** Ziel der Aufgabe **
Entnimm den Text über die Wahl des irakischen Präsidenten vollständig und ohne jede Änderung.

Foto: REUTERS/Ako Rasheed

Bagdad – Das irakische Parlament hat am Dienstagabend Barham Salih zum neuen Staatspräsidenten gewählt. Der 58-jährige Kurde war von der Patriotischen Union Kurdistans (PUK) aufgestellt worden und schlug Fuad Hussein, den Kandidaten der KDP von Massud Barzani. Letzte Versuche der Kurden, sich auf einen gemeinsamen Kandidaten zu einigen, waren zuvor fehlgeschlagen.

Die Parlamentssitzung zur Wahl des Präsidenten in Bagdad war von chaotischen Zuständen begleitet. Teilweise war das nötige Quorum für die Abstimmung nicht vorhanden. Als dann doch gewählt wurde und sich nach der ersten Runde die Niederlage Fuad Husseins abzeichnete, beeinspruchte die KDP (Kurdische Demokratische Partei) das Wahlprozedere und zog ihren Kandidaten zurück. Das wurde jedoch wiederum von Parlamentspräsident Mohammed al-Halbusi zurückgewiesen, der die Abstimmung fortsetzen ließ. Die KDP zog daraufhin aus dem Parlament aus. In der zweiten Wahlrunde ist keine Zweidrittelmehrheit nötig. Salih bekam 219 Stimmen, Hussein nur noch 22. Mehrere andere kurdische Kandidaten gaben vorzeitig auf.

Barham Salih, der irakischer Vizepremier (2006 bis 2009) und kurdischer Premier (2009 bis 2012) war, ist der dritte irakische Präsident, der aus der PUK kommt. Vor ihm war das ab 2005 der charismatische Jalal Talabani, der 2012 einen Schlaganfall erlitt, und ab 2014 Fuad Massum.

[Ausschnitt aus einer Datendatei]
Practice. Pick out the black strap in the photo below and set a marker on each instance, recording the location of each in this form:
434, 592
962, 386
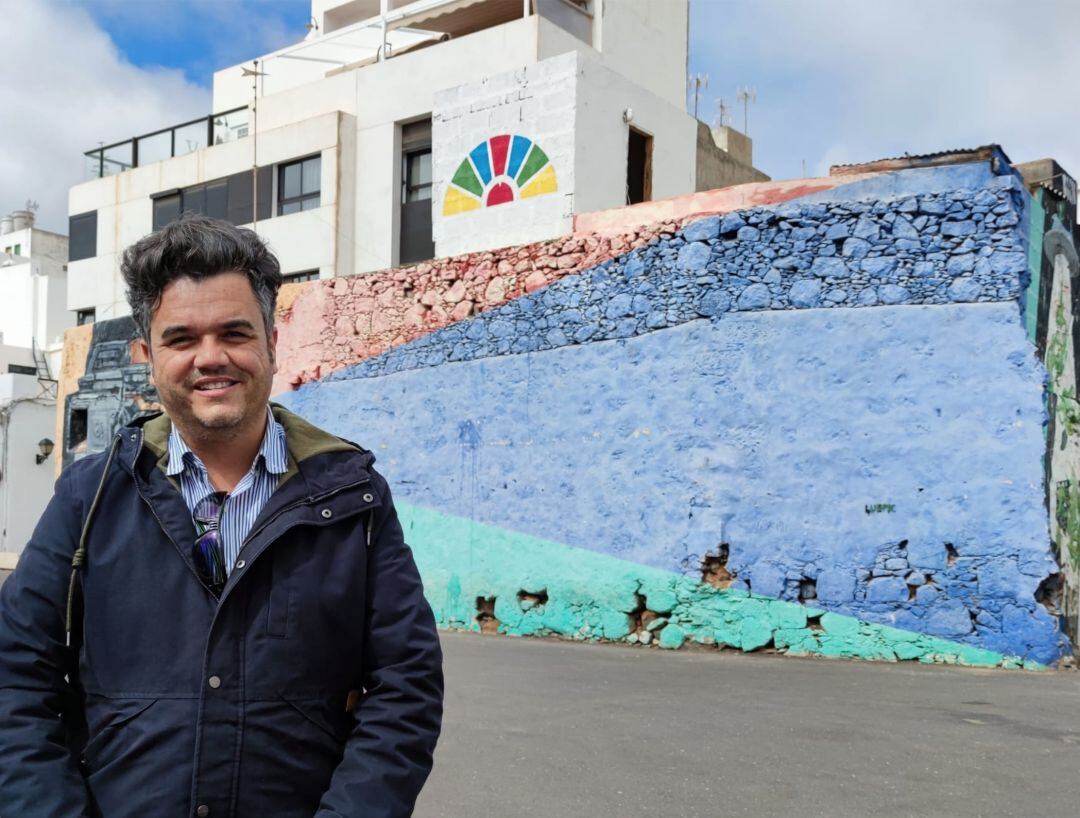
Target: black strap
79, 558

** Fertige Lösung **
Foto: REUTERS/Ako Rasheed

Bagdad – Das irakische Parlament hat am Dienstagabend Barham Salih zum neuen Staatspräsidenten gewählt. Der 58-jährige Kurde war von der Patriotischen Union Kurdistans (PUK) aufgestellt worden und schlug Fuad Hussein, den Kandidaten der KDP von Massud Barzani. Letzte Versuche der Kurden, sich auf einen gemeinsamen Kandidaten zu einigen, waren zuvor fehlgeschlagen.

Die Parlamentssitzung zur Wahl des Präsidenten in Bagdad war von chaotischen Zuständen begleitet. Teilweise war das nötige Quorum für die Abstimmung nicht vorhanden. Als dann doch gewählt wurde und sich nach der ersten Runde die Niederlage Fuad Husseins abzeichnete, beeinspruchte die KDP (Kurdische Demokratische Partei) das Wahlprozedere und zog ihren Kandidaten zurück. Das wurde jedoch wiederum von Parlamentspräsident Mohammed al-Halbusi zurückgewiesen, der die Abstimmung fortsetzen ließ. Die KDP zog daraufhin aus dem Parlament aus. In der zweiten Wahlrunde ist keine Zweidrittelmehrheit nötig. Salih bekam 219 Stimmen, Hussein nur noch 22. Mehrere andere kurdische Kandidaten gaben vorzeitig auf.

Barham Salih, der irakischer Vizepremier (2006 bis 2009) und kurdischer Premier (2009 bis 2012) war, ist der dritte irakische Präsident, der aus der PUK kommt. Vor ihm war das ab 2005 der charismatische Jalal Talabani, der 2012 einen Schlaganfall erlitt, und ab 2014 Fuad Massum.